* [Estratto del testo]:
-=-=-=-=-

Siamo, per fortuna, nel pieno di quel realismo responsabile che ci deve mettere in salvo fino a marzo e fare camminare nel frattempo l’Italia sui binari che conducono al treno europeo delle soluzioni strutturali. Che sono le sole che possono integrare con nuovo debito comune europeo e nuovi meccanismi di mercato a partire dal tetto dinamico il sostegno messo in campo con la nuova legge di bilancio e il nuovo decreto aiuti. Questa coerenza italiana in Europa che Giorgia Meloni ha esplicitamente espresso nella sua prima uscita all’estero, che è avvenuta non a caso a Bruxelles con tutti i massimi vertici delle istituzioni europee, ha i tratti costitutivi di un Paese diventato serio.

Di un Paese, cioè, che non cambia a ogni tornata elettorale i pilastri della sua politica  estera a partire da quella europeista e dalle scelte economiche che ne conseguono. Un grande segnale di maturità che non potrà essere contraddetto. Lo ribadiamo perché dentro il governo c’è chi insiste perché nella legge di bilancio entri un intervento significativo sulle pensioni oltre alla tregua fiscale. Giocare con la previdenza in questo frangente può produrre danni irreparabili ed è bene che chi deve decidere sia avvertito. Soprattutto è obbligatorio fare ragionare Salvini. 

Al netto di queste fibrillazioni sotto traccia, tutti gli interventi di politica economica interna messi in cantiere sono concepiti e realizzati nell’ambito delle compatibilità obbligate dei parametri di finanza pubblica e dei vincoli esterni determinati dalla guerra a livello di Europa e di mercati.

-=-=-=-=-

* [Materiale fornito]:

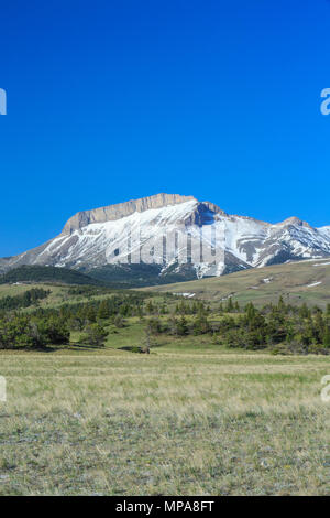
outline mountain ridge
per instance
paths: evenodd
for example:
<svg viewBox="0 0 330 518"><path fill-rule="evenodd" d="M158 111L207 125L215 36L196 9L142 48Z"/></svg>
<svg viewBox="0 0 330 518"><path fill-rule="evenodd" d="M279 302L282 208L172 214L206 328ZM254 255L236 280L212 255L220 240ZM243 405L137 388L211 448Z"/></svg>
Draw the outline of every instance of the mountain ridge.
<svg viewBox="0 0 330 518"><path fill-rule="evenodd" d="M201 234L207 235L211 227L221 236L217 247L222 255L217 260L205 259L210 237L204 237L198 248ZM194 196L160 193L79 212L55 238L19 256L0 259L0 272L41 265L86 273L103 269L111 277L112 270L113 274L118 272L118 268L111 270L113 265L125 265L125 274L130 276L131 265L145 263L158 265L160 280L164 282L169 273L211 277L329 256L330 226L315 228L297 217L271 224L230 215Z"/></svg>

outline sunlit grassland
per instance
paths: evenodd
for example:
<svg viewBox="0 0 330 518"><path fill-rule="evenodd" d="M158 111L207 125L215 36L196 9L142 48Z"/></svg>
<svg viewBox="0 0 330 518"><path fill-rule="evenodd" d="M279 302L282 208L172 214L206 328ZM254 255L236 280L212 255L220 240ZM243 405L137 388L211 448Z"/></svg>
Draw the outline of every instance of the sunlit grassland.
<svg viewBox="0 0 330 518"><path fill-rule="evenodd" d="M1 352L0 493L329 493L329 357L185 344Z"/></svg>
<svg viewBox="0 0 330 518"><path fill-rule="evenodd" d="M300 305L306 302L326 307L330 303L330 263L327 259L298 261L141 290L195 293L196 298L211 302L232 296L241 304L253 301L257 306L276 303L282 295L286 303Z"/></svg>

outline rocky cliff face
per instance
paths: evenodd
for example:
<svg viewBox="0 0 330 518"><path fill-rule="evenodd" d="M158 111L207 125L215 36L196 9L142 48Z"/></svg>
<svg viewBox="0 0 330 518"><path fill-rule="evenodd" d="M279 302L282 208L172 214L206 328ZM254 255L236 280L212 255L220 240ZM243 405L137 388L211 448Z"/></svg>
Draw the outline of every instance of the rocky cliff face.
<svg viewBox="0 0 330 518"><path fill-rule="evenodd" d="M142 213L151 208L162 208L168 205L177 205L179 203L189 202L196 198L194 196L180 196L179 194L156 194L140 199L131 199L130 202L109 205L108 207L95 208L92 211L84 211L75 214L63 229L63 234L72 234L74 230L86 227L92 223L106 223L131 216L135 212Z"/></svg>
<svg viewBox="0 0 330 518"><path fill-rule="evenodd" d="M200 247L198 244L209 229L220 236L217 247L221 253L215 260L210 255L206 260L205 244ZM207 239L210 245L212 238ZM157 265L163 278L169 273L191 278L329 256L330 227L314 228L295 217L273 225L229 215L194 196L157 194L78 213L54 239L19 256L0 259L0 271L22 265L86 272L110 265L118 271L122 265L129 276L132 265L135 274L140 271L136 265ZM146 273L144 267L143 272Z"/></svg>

-=-=-=-=-

* [Esercizi proposti]:
1 - Elenca tutti i nomi propri di persone e di luoghi presenti nell'estratto del testo, ciascuno una sola volta.
2 - Riassumi in forma più breve il paragrafo dell'estratto del testo che inizia con "Di un Paese, cioè", mantenendone i fatti principali.
3 - Trascrivi dall'estratto del testo il passo compreso tra "Al netto di" e "e di mercati.", incluse queste ultime parole.

* [Risultati attesi]:
1 -
Italia
Giorgia Meloni
Bruxelles
Salvini
Europa

2 - Un Paese serio non cambia a ogni elezione i pilastri della politica estera, a partire da quella europeista, né le scelte economiche che ne derivano: è un segnale di maturità. Nel governo, però, c'è chi vuole inserire nella legge di bilancio, oltre alla tregua fiscale, un intervento significativo sulle pensioni. Toccare la previdenza in questo momento può causare danni irreparabili: chi decide va avvertito e soprattutto bisogna far ragionare Salvini.

3 -
Al netto di queste fibrillazioni sotto traccia, tutti gli interventi di politica economica interna messi in cantiere sono concepiti e realizzati nell’ambito delle compatibilità obbligate dei parametri di finanza pubblica e dei vincoli esterni determinati dalla guerra a livello di Europa e di mercati.